- _REQUIRED ACTION_
Among the entries below, please show each line that carries the word "provide".
+++ DATA EXTRACT
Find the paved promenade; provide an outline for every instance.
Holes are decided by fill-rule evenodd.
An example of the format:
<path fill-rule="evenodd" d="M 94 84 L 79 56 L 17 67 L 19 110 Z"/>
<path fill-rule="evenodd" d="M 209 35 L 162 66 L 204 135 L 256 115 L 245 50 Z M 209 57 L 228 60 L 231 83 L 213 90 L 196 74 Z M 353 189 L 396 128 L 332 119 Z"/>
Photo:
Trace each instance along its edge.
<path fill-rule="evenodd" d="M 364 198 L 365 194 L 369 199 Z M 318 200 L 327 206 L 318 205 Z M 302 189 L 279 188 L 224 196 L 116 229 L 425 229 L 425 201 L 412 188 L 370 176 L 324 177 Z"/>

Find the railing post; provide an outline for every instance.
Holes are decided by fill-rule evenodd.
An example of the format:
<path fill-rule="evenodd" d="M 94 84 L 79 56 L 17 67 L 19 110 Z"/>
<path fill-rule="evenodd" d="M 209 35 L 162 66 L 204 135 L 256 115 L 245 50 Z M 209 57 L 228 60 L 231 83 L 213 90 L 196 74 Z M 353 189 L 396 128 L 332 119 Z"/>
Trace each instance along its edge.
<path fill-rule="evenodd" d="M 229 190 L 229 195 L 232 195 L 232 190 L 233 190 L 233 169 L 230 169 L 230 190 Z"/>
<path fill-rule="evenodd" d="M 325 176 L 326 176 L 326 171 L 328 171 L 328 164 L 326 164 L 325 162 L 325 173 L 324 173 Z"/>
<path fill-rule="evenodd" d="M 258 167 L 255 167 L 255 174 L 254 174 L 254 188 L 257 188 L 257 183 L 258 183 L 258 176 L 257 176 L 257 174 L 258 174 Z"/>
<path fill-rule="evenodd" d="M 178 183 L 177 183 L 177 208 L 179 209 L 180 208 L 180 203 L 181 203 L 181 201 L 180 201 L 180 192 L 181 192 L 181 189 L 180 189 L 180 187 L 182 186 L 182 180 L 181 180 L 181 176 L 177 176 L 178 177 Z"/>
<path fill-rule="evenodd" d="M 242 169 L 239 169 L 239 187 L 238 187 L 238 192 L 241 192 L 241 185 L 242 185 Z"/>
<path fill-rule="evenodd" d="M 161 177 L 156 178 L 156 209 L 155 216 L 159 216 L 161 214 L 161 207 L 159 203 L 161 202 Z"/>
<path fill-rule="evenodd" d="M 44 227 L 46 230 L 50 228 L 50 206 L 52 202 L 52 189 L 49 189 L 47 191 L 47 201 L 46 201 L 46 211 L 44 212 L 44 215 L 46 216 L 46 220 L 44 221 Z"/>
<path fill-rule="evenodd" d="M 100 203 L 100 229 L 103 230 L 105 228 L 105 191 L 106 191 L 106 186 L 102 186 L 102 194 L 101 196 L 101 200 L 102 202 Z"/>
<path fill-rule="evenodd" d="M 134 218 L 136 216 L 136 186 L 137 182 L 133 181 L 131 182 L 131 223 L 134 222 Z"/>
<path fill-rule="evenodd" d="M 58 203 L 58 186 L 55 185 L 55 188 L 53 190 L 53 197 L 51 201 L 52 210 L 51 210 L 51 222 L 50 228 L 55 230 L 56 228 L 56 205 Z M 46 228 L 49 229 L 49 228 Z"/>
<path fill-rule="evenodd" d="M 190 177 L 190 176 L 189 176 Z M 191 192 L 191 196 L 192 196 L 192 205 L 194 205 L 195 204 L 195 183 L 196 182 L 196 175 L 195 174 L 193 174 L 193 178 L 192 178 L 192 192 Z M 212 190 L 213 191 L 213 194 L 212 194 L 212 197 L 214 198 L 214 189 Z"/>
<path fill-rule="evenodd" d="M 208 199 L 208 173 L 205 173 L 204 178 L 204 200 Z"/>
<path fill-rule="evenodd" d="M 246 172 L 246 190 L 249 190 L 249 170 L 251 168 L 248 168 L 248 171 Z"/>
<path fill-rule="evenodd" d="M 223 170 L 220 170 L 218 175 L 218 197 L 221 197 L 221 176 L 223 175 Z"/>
++++++
- _TASK ANSWER_
Find the paved promenade; provide an outline for every instance.
Find the railing post; provide an outline for every instance.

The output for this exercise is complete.